## TASK REQUIREMENTS:
Quote the stretch of the article on Britain's Net Zero economy from "Business leaders, including" through "than £1tn by 2030.".

## SOURCE EXTRACT:
•••

The IMF’s latest growth update painted a gloomy picture for Britain, with an estimate that our economy will contract by 0.6% this year.
Some have chosen to contest the IMF’s economic forecast, but at least one of their other findings is hard to dispute – that the UK’s heavy dependence on gas has meant British bill payers have been the worst hit in western Europe.
The rising price of gas has cost the UK economy tens of billions of pounds over the last year. Shifting away from gas and towards a low-carbon future could help address not only the UK’s sluggish growth but also its productivity problem – the ONS reported recently that the UK has been the second worst performer in the G7 since the pandemic.
A new report based on analysis from CBI Economics has found that venture capital investment in green industries is already growing at a rate of 30% per year – a good sign of growth to come. It’s also found that jobs in the UK’s Net Zero economy are 1.7 times more productive than the average. In areas historically challenged by low productivity such as the East and West Midlands, the Net Zero parts of the economy are more than 2.5 times more productive than the regional average.
As we set out in the report, the Net Zero economy encompasses 16 different sectors and 20,000 companies operating in everything from AgriTech and carbon capture, to heating, building, renewables and green finance. Some are large mutlinationals, others modestly sized SMEs.
Perhaps the most striking feature of the ‘Mapping the Net Zero Economy’ report is not just the breadth of the Net Zero economy, but the breakdown of where these businesses are located. Notably, Net Zero as a proportion of the total GVA is bigger outside of London, with ‘levelling up’ areas like Tyneside and Teesside, South Yorkshire and North Derbyshire and Merseyside having grown bigger proportions of Net Zero jobs and industry compared to the capital. Put all the businesses involved in Net Zero together and they are now worth over £70bn to the UK economy.
In 2022 the UK was ranked second globally in climate tech venture investment, with the US in first place. Now, though, America’s Inflation Reduction Act, with huge subsidies for renewables, looks like changing the game. With the EU looking to follow America’s lead, and the Chinese government already heavily supporting its own renewables sector, the UK risks being left on the sidelines. The fact that new British-based businesses such as electric van manufacturer Arrival are now looking to set up shop in America is a worrying sign that this global competition could see investment in green industry going elsewhere.
Business leaders, including CBI chief Tony Danker, have warned of an ‘arms race’ between the EU and the US over green investment. The former Levelling Up Secretary, Simon Clarke has also warned that we ‘cannot afford to be left behind by our partners in the US and Europe’.
There is a live question as to what the Government might do in response to the heating up of the global race for Net Zero industries. Clarke’s successful campaign to lift the ban on onshore wind could draw in private sector funding at little or no tax-payer expense. And there are rumours of a package to support green steel production – a sector where the UK currently lags Europe.
If the UK can build on early successes in offshore wind, according to consultancy McKinsey the global market opportunity for UK companies producing the goods and services for a ‘green capex revolution’ could be worth more than £1tn by 2030.
Countries responsible for 91% of global GDP are all now committed to Net Zero, and efforts have shifted a gear in the past year or so. Markets are driving forward renewables which are cheaper and, unlike gas, don’t rely on unreliable foreign powers for delivery. The UK has made a good start, but we cannot let up if we are to capitalise on this growing trend and make the most of a greener future.

•••

## INFORMATION SUPPLIED:
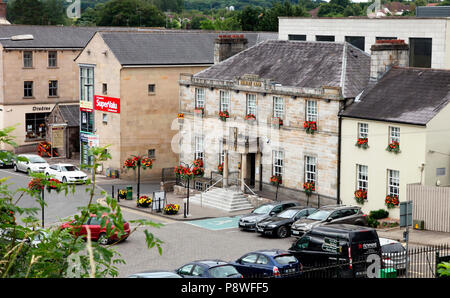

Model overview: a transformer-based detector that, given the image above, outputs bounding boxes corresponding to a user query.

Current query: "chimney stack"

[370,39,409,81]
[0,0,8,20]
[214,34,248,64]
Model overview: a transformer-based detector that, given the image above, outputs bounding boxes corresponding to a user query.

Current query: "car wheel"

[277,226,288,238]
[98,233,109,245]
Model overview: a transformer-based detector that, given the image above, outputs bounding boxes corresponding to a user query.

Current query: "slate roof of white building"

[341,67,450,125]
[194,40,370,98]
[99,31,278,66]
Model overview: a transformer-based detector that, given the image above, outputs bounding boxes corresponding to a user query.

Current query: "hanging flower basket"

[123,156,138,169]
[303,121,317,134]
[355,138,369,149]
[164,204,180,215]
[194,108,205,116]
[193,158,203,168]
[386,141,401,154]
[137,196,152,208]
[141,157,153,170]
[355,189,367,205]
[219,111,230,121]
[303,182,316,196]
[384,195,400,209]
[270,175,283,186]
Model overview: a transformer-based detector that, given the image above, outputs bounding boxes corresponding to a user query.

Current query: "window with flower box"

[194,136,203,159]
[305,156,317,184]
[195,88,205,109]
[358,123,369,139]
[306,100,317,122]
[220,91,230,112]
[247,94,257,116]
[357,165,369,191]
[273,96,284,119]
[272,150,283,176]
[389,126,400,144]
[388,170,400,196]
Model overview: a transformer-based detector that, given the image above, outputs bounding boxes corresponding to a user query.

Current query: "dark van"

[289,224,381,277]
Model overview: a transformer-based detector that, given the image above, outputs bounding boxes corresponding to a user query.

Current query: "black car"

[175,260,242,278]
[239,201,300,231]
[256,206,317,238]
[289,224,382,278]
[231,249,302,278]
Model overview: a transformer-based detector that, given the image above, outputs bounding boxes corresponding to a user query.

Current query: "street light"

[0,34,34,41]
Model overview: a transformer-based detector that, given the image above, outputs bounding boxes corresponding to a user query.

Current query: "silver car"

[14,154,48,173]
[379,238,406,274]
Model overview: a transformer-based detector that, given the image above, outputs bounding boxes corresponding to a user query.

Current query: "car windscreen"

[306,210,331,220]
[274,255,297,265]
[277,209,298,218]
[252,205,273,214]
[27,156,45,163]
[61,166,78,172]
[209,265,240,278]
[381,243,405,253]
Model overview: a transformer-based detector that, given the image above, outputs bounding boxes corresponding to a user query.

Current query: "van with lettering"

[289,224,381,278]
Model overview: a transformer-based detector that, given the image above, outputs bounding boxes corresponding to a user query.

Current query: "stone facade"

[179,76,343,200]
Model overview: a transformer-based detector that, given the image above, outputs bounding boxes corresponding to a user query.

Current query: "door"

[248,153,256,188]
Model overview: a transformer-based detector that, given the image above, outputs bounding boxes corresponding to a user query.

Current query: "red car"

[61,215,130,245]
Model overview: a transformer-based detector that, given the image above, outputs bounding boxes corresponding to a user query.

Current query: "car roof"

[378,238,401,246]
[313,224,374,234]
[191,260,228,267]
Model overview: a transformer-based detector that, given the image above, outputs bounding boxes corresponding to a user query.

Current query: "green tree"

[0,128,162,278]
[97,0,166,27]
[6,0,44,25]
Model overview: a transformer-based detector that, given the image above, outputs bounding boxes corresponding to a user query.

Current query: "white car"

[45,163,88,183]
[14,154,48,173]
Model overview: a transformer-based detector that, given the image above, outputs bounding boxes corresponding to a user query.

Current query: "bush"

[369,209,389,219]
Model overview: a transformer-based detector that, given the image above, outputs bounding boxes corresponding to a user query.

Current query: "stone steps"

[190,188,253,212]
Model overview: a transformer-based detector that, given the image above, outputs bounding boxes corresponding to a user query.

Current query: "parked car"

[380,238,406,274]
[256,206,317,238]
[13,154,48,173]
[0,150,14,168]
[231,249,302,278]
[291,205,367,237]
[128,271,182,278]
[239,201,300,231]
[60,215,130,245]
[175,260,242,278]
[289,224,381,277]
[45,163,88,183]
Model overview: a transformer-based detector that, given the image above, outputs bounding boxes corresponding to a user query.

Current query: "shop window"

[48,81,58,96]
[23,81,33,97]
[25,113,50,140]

•••

## WRITTEN RESPONSE:
Business leaders, including CBI chief Tony Danker, have warned of an ‘arms race’ between the EU and the US over green investment. The former Levelling Up Secretary, Simon Clarke has also warned that we ‘cannot afford to be left behind by our partners in the US and Europe’.
There is a live question as to what the Government might do in response to the heating up of the global race for Net Zero industries. Clarke’s successful campaign to lift the ban on onshore wind could draw in private sector funding at little or no tax-payer expense. And there are rumours of a package to support green steel production – a sector where the UK currently lags Europe.
If the UK can build on early successes in offshore wind, according to consultancy McKinsey the global market opportunity for UK companies producing the goods and services for a ‘green capex revolution’ could be worth more than £1tn by 2030.